Synanon struggled to survive without its leader, and also with a severely tarnished reputation. The Internal Revenue Service revoked the organization's tax-exempt status and ordered them to pay $17 million in back taxes. This bankrupted Synanon, which formally dissolved in 1991.
Mel Wasserman, influenced by his Synanon experience, founded CEDU Education. CEDU's schools used the confrontation model of Synanon. The CEDU model was widely influential on the development of parent-choice, private-pay residential programs. People originally inspired by their CEDU experience developed or strongly influenced a significant number of the schools in the therapeutic boarding school industry.
Father William B. O'Brien, the founder of New York's Daytop Village, included Synanon's group encounters and confrontational approach in his research into addiction treatment methods.
The author, journalist and activist Maia Szalavitz claims to chart the influence of Synanon in other programs including Phoenix House, Straight, Incorporated and Boot Camps in addition to those mentioned above.
Despite its controversies and its downfall, the Synanon program is credited with helping some people with their addictions. For example, Synanon was credited with the recovery the heroin-addicted jazz musicians Frank Rehak, Arnold Ross, Joe Pass, and Art Pepper (Pepper discussed his Synanon experiences at length in his autobiography Straight Life), and the actor Matthew Beard. In 1962, Pass formed a band composed of Synanon patients who recorded an album titled Sounds of Synanon. The Synanon organization was praised by the motivational speaker Florrie Fisher in her speeches to high school students, and she credited Synanon with curing her of her heroin addiction. Synanon also inspired the creation of successful programs such as the Delancey Street Foundation, co-founded by John Maher, a former Synanon member. Many former members[who?] still value what they see as the positive aspects of Synanon, primarily its strong sense of community, and remain in close contact, in person or through on-line chat groups, and have gone into business together.
A branch of Synanon that was founded in Germany in 1971 is still in operation.

→ **TASK 1**
Render this sentence from the Synanon passage in Spanish: "A branch of Synanon that was founded in Germany in 1971 is still in operation."
→ **TASK 2**
Extend the passage on Synanon by writing what comes after its final sentence.

(Phrase grounding data)
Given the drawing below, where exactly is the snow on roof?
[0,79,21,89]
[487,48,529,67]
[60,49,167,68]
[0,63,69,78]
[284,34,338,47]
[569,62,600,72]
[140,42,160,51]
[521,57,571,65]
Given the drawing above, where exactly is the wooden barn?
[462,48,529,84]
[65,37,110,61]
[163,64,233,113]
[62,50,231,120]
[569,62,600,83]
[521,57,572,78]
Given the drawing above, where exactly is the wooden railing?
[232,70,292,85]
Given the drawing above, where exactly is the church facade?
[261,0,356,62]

---

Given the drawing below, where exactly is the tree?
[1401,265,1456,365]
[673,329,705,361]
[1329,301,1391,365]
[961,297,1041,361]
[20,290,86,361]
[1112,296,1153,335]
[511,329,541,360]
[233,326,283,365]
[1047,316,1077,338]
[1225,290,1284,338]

...

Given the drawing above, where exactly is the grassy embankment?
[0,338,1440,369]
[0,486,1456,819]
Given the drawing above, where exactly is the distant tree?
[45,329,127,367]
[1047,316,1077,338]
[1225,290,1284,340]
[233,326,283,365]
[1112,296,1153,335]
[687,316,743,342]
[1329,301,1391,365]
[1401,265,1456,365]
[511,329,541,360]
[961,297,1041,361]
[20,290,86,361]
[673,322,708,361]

→ **TASK RESPONSE 1**
Una rama de Synanon que se fundó en Alemania en 1971 sigue en funcionamiento.

→ **TASK RESPONSE 2**
The 1965 Columbia Pictures movie Synanon, directed by Richard Quine, was set at (and filmed in) Synanon; it starred Edmond O'Brien as Chuck Dederich, as well as Chuck Connors, Stella Stevens, Richard Conte, and Eartha Kitt.
Mannix_(season_1) episode 22 depicts Synanon members involved with a fictitious 1945 Daily Clarion bombing that killed 14 men.
Synanon is referred to in Bob Dylan's song "Lenny Bruce", from his album Shot of Love (Bruce "never made it to Synanon"). It is also referred to in the song "Opening Doors" from Stephen Sondheim's musical Merrily We Roll Along, which mentions it as a hypothetical song title in a satirical revue of the 1960s.
Synanon is mentioned in Joan Didion's 1979 essay The White Album. Philip K. Dick makes several references to Synanon in his 1977 novel A Scanner Darkly and 1981 novel VALIS.
Deborah Swisher, a former Synanon member, recounts her experiences growing up in several Synanon communes in her one-woman show Hundreds of Sisters and One Big Brother.
Hollywood Park: A Memoir, by Mikel Jollett (founder of The Airborne Toxic Event) was published in May 2020 and describes Jollett's life in, and escape from Synanon.
Daniel Gumbiner refers to this cult in his National Book Award-longlisted The Boatbuilder. The main character discusses a drug rehabilitation cult "The Church of Niebor," which is based on Synanon.
The group is featured in the 2021 book Cultish: The Language of Fanaticism by American linguist Amanda Montell. Montell's father was a member as a child and spoke freely to Amanda about his experience in Synanon.